POLECENIE: Proszę wymienić wszystkie nazwy obiektów, którym w kodzie zamieszczonym w poniższym fragmencie dokumentu przypisano wartość za pomocą operatora „<-”.

1 Zakład Bioinformatyki, Instytut Informatyki, Uniwersytet w Białymstoku
✉ Correspondence: Jarosław Kotowicz <j.kotowicz@uwb.edu.pl>
R for Data Science (rozdział 28)
Rysunki w oparciu o kody z książki R for Data Science.
Wykonywanie map (prostych)
Rozciągnięcie mapy i zapobieganie rozciągnięciu
nz <- map_data("nz")
ggplot(nz, aes(long, lat, group = group)) +
geom_polygon(fill = "white", colour = "black")

ggplot(nz, aes(long, lat, group = group)) +
geom_polygon(fill = "white", colour = "black") +
coord_quickmap()

Mapa świata
world <- map_data("world")
ggplot(world, aes(long, lat, group = group)) +
geom_polygon(fill = "white", colour = "black") +
coord_quickmap()

Trochę wykresów ze se statystyki
bar <- ggplot(data = diamonds) +
geom_bar(
mapping = aes(x = cut, fill = cut),
show.legend = FALSE,
width = 1
) +
theme(aspect.ratio = 1) +
labs(x = NULL, y = NULL)
Słupkowe


Kołowe

Estetyka wykresów (co dorobić do wykresu, aby był czytelny)

ZBIÓR REKORDÓW:
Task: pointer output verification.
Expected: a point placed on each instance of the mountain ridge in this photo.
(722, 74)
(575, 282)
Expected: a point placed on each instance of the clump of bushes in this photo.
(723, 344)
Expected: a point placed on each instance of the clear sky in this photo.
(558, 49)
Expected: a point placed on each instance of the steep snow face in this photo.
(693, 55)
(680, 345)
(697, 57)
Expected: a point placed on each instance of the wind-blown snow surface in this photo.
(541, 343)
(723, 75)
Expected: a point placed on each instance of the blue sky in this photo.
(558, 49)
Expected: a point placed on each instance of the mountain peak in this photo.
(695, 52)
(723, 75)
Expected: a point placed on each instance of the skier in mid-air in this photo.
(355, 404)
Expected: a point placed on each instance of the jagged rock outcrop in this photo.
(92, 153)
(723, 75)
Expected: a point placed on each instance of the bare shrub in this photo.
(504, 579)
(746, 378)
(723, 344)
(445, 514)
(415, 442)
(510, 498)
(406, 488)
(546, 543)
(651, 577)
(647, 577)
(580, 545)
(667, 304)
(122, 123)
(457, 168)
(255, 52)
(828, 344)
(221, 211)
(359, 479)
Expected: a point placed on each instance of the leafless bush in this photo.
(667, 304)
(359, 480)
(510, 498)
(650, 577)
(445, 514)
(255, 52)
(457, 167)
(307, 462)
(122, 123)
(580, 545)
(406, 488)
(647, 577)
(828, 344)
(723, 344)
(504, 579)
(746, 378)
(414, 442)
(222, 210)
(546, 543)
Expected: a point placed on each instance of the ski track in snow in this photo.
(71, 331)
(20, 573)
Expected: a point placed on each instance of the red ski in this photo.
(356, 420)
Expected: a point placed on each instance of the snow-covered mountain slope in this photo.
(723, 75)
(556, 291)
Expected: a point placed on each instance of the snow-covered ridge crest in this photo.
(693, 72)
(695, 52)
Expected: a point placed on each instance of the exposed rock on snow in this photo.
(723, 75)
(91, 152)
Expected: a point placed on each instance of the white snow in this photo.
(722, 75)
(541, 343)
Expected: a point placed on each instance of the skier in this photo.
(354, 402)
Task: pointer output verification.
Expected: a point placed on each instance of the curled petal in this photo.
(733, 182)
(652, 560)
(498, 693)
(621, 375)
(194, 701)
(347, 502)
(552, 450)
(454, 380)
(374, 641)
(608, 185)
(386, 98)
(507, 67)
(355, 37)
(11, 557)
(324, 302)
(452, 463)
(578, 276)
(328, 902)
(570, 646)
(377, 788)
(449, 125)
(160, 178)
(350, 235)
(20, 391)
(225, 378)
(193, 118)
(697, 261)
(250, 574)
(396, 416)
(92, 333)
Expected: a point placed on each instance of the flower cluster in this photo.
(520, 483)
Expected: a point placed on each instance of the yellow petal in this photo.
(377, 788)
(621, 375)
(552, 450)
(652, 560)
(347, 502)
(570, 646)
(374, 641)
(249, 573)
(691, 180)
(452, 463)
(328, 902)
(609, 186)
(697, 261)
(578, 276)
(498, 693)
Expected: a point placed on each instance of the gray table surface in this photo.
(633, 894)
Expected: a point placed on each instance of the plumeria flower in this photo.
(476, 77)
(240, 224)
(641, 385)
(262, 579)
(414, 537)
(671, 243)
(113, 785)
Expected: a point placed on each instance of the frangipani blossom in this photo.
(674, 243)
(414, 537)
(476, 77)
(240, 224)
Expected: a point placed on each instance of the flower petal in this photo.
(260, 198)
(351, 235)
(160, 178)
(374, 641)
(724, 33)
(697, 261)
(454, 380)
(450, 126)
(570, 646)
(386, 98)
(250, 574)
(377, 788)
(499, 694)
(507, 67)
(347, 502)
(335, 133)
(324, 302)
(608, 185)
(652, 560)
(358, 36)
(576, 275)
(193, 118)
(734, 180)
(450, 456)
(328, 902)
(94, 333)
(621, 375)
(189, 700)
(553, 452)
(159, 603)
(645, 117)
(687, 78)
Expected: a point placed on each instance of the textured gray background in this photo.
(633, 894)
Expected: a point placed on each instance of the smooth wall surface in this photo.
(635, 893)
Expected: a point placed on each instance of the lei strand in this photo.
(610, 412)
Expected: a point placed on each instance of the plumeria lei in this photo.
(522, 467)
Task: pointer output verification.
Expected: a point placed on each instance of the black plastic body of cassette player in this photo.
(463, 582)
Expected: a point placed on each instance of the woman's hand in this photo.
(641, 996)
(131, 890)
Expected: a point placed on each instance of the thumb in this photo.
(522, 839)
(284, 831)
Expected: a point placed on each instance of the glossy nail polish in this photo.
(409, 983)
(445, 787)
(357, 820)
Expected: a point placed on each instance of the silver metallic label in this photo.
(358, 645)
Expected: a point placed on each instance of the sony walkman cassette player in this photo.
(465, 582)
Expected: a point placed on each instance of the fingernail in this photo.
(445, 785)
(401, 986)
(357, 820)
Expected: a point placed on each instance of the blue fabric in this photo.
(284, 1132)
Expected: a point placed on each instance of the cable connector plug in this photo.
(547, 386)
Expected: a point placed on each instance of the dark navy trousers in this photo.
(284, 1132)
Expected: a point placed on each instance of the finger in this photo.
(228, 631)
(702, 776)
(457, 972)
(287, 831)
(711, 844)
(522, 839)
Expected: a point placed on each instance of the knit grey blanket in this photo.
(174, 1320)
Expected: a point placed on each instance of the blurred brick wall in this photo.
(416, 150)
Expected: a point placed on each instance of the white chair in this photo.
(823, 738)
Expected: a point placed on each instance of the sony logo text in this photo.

PEŁNA ODPOWIEDŹ: nz, world, bar